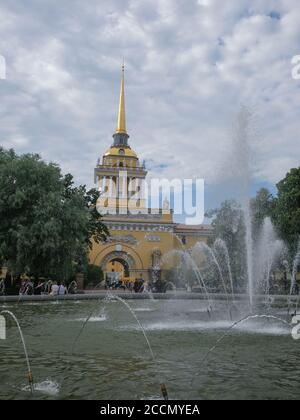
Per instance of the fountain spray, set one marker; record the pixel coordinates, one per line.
(29, 373)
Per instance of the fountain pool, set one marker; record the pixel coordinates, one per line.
(258, 359)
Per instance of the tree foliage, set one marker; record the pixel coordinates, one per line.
(47, 223)
(287, 208)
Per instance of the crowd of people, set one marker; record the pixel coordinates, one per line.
(139, 285)
(51, 288)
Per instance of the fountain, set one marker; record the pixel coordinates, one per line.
(72, 288)
(29, 372)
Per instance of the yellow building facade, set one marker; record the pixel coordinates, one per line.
(140, 238)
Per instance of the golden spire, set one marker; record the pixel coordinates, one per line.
(121, 127)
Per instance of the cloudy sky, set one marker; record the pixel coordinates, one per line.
(190, 65)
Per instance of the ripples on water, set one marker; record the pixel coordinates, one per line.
(259, 359)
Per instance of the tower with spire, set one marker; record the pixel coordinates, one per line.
(139, 237)
(119, 174)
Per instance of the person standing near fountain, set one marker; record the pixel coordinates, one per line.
(62, 290)
(54, 289)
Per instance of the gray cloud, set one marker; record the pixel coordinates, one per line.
(189, 66)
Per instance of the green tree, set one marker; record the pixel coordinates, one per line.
(262, 206)
(46, 223)
(287, 209)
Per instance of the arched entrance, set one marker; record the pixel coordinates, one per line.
(116, 267)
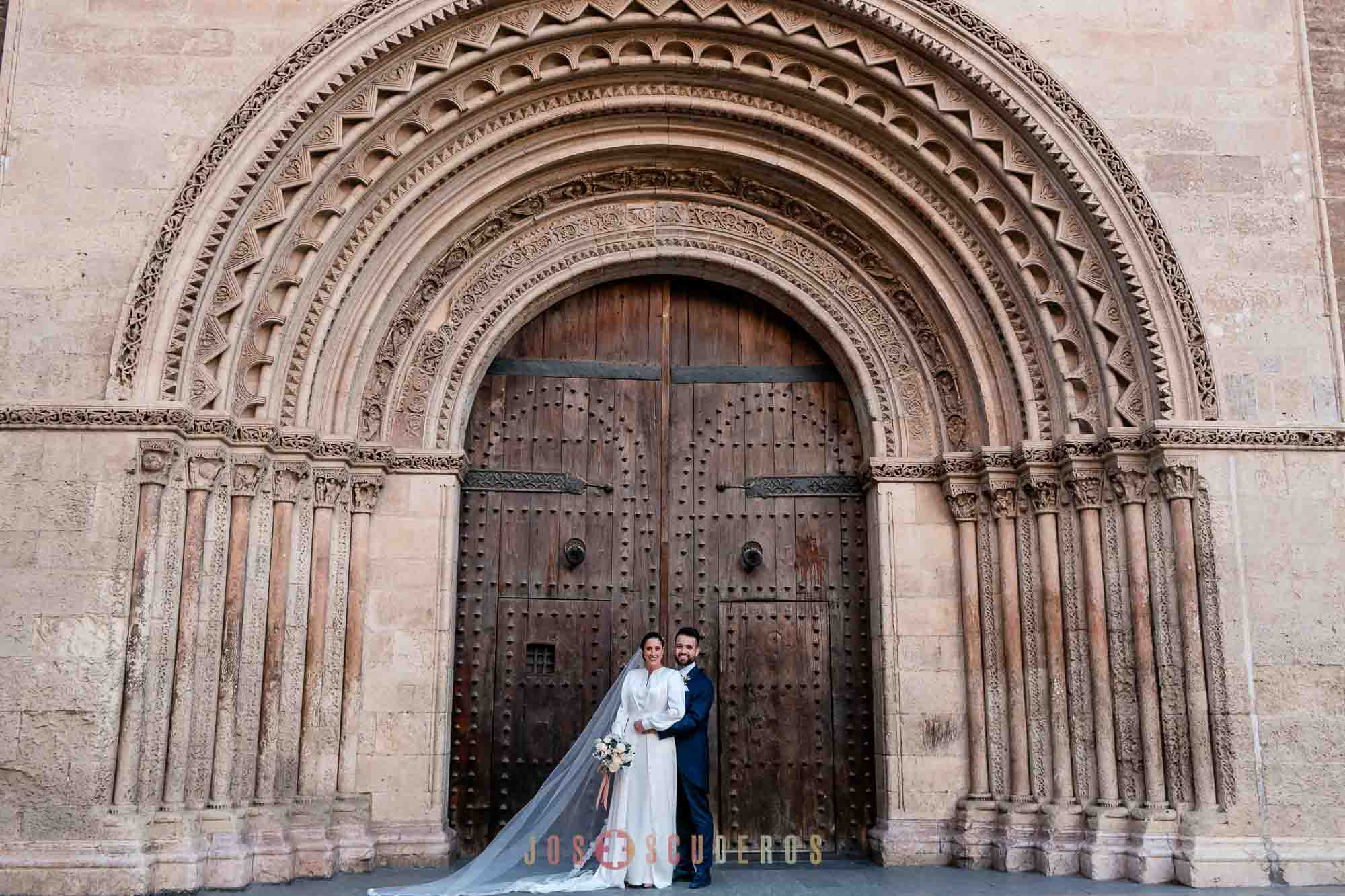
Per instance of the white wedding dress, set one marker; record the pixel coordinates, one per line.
(644, 798)
(642, 803)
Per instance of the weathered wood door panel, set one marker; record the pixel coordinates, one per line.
(775, 710)
(623, 385)
(552, 666)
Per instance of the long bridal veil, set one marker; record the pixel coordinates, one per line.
(564, 807)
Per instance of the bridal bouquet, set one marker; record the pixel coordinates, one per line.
(613, 755)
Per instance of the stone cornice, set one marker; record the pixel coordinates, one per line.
(236, 434)
(1153, 440)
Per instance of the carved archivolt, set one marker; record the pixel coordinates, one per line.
(665, 229)
(864, 313)
(399, 115)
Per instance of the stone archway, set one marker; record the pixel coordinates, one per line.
(923, 200)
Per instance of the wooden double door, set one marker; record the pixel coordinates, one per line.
(618, 448)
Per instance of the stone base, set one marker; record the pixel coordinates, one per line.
(235, 848)
(1062, 837)
(1102, 856)
(223, 848)
(913, 841)
(1017, 837)
(1149, 860)
(976, 833)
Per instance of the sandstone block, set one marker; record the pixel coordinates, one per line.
(53, 506)
(93, 637)
(403, 733)
(933, 692)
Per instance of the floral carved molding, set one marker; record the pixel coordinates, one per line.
(244, 434)
(280, 186)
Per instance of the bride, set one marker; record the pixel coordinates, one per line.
(629, 842)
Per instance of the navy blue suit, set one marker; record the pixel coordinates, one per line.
(693, 774)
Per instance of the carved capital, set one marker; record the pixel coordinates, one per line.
(204, 469)
(364, 491)
(992, 459)
(1034, 454)
(1130, 481)
(964, 499)
(1043, 490)
(1178, 478)
(329, 485)
(290, 479)
(155, 459)
(958, 463)
(1003, 494)
(248, 473)
(1085, 489)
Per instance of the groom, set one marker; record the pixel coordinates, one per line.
(693, 764)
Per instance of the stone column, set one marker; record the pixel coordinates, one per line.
(1042, 487)
(965, 501)
(329, 487)
(155, 459)
(1085, 485)
(289, 481)
(365, 490)
(247, 474)
(1178, 479)
(1003, 494)
(202, 470)
(1129, 479)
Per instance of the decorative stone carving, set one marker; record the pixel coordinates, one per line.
(155, 460)
(1178, 479)
(964, 499)
(1004, 499)
(1129, 481)
(329, 486)
(289, 481)
(482, 286)
(1085, 490)
(1042, 489)
(204, 469)
(365, 490)
(248, 474)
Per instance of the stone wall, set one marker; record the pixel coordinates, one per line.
(1280, 526)
(65, 565)
(102, 124)
(1206, 101)
(1203, 97)
(1325, 21)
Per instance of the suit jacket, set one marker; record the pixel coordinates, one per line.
(693, 729)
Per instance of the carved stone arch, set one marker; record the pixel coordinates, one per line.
(935, 44)
(954, 235)
(371, 358)
(458, 380)
(829, 298)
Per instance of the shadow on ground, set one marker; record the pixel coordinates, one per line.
(859, 877)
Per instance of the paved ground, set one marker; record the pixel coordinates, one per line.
(839, 877)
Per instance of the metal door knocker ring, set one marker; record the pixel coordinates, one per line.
(575, 552)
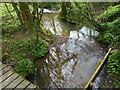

────────────────────────────────────────

Task statement -> Which lines in the items above contain the word "door"? Return each of those lines, and treat case as significant.

Reply ->
Per instance of the weathered wood door panel, set one marker; record the pixel coordinates, one per line.
Per instance of the wooden double door, set one marker; record the pixel coordinates, one per line.
Per instance of the metal door knocker ring, set one marker; record the pixel coordinates, one per line.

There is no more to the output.